→ Task goal
Output each record verbatim, with pictures left out.

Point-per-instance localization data
>>>>
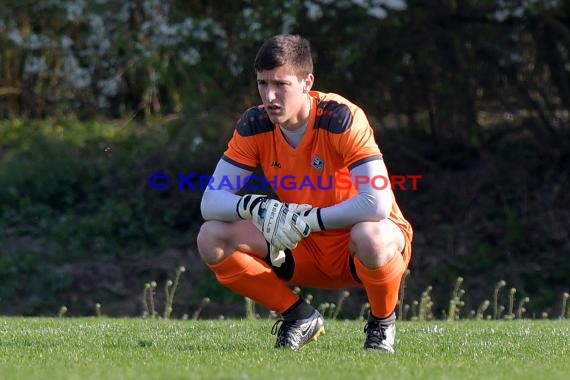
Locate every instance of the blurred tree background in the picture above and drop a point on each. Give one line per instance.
(96, 94)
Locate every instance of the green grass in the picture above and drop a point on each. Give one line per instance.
(102, 348)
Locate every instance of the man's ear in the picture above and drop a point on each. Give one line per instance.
(309, 80)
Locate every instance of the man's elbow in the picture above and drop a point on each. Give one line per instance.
(382, 209)
(206, 208)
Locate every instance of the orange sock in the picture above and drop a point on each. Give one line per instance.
(382, 284)
(253, 278)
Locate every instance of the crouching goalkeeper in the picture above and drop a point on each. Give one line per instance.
(326, 236)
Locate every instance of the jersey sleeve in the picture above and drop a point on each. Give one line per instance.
(357, 144)
(243, 150)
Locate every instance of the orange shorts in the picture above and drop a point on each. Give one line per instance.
(323, 261)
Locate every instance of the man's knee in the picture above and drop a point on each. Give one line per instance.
(208, 239)
(375, 243)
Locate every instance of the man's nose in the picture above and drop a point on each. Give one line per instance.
(269, 93)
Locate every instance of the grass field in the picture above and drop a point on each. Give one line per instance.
(104, 349)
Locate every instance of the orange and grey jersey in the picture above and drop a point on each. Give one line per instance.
(337, 140)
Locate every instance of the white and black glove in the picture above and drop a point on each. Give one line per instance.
(280, 226)
(311, 215)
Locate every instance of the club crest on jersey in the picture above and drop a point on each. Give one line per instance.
(317, 163)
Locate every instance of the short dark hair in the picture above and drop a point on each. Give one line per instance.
(285, 49)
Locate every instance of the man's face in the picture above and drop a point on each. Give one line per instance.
(284, 96)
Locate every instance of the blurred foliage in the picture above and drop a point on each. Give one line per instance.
(96, 95)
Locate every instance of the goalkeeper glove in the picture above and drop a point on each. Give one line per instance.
(311, 215)
(280, 226)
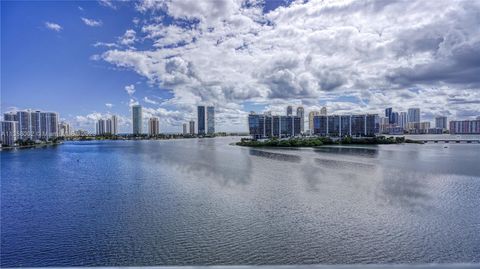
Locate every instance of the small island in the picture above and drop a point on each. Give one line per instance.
(321, 141)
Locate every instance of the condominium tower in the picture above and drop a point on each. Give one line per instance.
(137, 119)
(153, 126)
(301, 114)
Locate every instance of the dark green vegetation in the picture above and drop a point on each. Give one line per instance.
(320, 141)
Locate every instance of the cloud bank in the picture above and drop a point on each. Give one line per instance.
(353, 56)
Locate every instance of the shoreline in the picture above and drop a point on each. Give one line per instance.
(324, 141)
(31, 146)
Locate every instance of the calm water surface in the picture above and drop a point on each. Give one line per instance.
(205, 202)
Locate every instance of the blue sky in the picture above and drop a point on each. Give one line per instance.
(78, 58)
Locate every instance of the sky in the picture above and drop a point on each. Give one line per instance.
(90, 59)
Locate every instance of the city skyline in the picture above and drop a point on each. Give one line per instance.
(122, 56)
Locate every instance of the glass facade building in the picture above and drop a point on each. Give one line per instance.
(137, 119)
(210, 120)
(201, 120)
(267, 126)
(346, 125)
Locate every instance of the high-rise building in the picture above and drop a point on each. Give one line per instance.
(388, 114)
(108, 126)
(441, 122)
(414, 115)
(301, 114)
(137, 119)
(201, 120)
(10, 116)
(185, 131)
(8, 132)
(262, 126)
(210, 120)
(36, 126)
(101, 128)
(289, 110)
(465, 127)
(402, 120)
(192, 127)
(48, 125)
(394, 118)
(64, 129)
(310, 120)
(153, 126)
(114, 126)
(346, 125)
(24, 125)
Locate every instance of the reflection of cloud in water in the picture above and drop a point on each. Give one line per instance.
(355, 151)
(275, 156)
(404, 189)
(225, 167)
(340, 164)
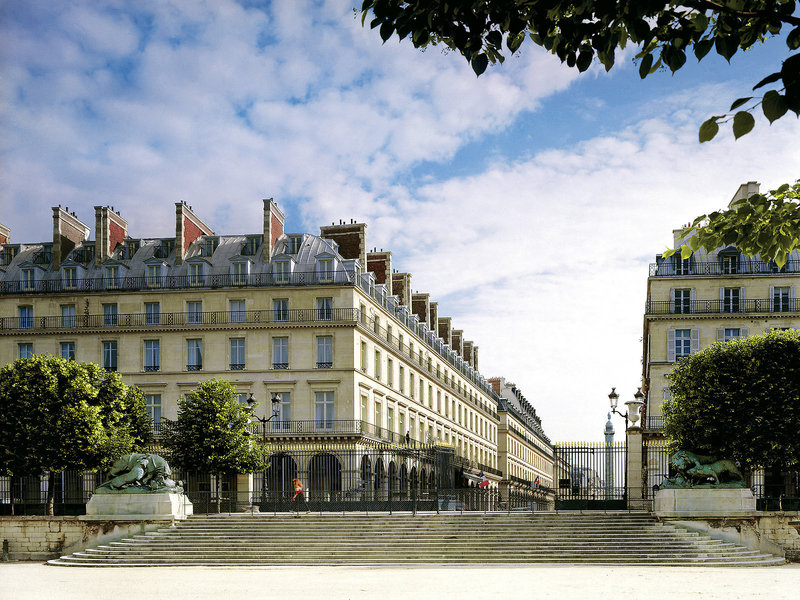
<<<<
→ Your solution
Locate every instance of the blurred tree background in the picture above and drop a point on each. Give one line per instance.
(96, 94)
Locate every instance of the green grass in the picture above and drop a point on each. Give one line per instance.
(102, 348)
Locate every instance of the man's ear in the picture above and drop a point on each. Give one line per instance.
(309, 80)
Locate every instance of the man's elbow in the picture above and drop a point on each. Give one line per instance.
(382, 209)
(206, 208)
Locate every instance of the orange sock in the picture above and drop a point on each. Give one line per instance.
(382, 284)
(253, 278)
Locate every instance of the crouching goalkeeper in the picture above and drop a point on each. Give one line per instance.
(326, 236)
Locate every instance of the jersey sleeve in the picture above and drop a point on each. Give one line per instance.
(357, 144)
(243, 150)
Locate every instance of the orange shorts in the picture above and drop a point on each. Give one line per instance.
(323, 261)
Locate every instance of the man's knee in the picture above and drop a point on each. Give one line per instance.
(208, 239)
(375, 243)
Locate every instance of the man's nose in the picture above and drop a point on each. Give one line per instance.
(269, 93)
Locate every instance of the grass field in the picture above and drop a point on each. Give one line per instance.
(104, 349)
Locate every instance of the orange and grey jersey in the picture above and drop a point on each. Give one line per instance.
(337, 140)
Locate every instance of the white and black glove in the picture above and drop a point on each. Give one line per instance.
(280, 226)
(311, 215)
Locate every instance of the club crest on jersey in the picture above and drop a point on each. Give one line per instance.
(317, 163)
Locate every instance of the short dark hair in the picture above and drop a point on each. Give one line per instance.
(285, 49)
Locate every instance of the man's face in the picture above and drop a point on each. Give one line per instance.
(284, 96)
Locate every instance of the blurred foliage in the picture above and drop a point on each. Give one line per instance.
(96, 95)
Locate every instance of the goalkeeper glove in the picture above and drop a point on each. Give one line per instance.
(311, 215)
(280, 226)
Locate every instance of the small island in the picture above and drop a point on each. Give one line per instance.
(321, 141)
Locate every instance of the condominium tower in the picture above and drop a point on each. Give one line per instance.
(137, 119)
(153, 126)
(301, 114)
Locate every instance of the dark green vegetation in the picture above and drop a point on each. Give one line per instance.
(320, 141)
Locate every instance of the cloud bank in the picture above and drop a point on each. Give one line per instance.
(353, 56)
Locate every instance of the shoreline in the picture above and drop a point on each. Give one line per instance.
(324, 141)
(31, 146)
Locate every instance of the calm water surface in the picture above and drop a point on each. Give one line per instance.
(205, 202)
Locate every instance of the blue sky in the picture above and drop a point on each. Give one line per instance.
(78, 58)
Locate every instance of the sky in the picture above and drop a point on each. Give one line per instance.
(90, 59)
Locate every instance of the city skyline in the picture above and drop a point on each. Give one line per instance.
(122, 56)
Locate every instance of the glass facade building in the picture above and drop a point on each. Give one line per instance.
(137, 119)
(210, 120)
(201, 120)
(267, 126)
(346, 125)
Locate every instance of the high-rise building in the picture above and drop a point on each. Give one line per instance.
(388, 114)
(108, 126)
(441, 122)
(414, 115)
(301, 114)
(137, 119)
(201, 120)
(10, 116)
(185, 131)
(8, 132)
(262, 126)
(210, 120)
(36, 126)
(101, 128)
(289, 110)
(465, 127)
(402, 120)
(192, 127)
(48, 125)
(394, 118)
(64, 129)
(310, 120)
(153, 126)
(114, 126)
(346, 125)
(24, 125)
Locate every instance of the reflection of cloud in water in the picture above and drop a point on each. Give one line per instance.
(355, 151)
(275, 156)
(404, 189)
(225, 167)
(340, 164)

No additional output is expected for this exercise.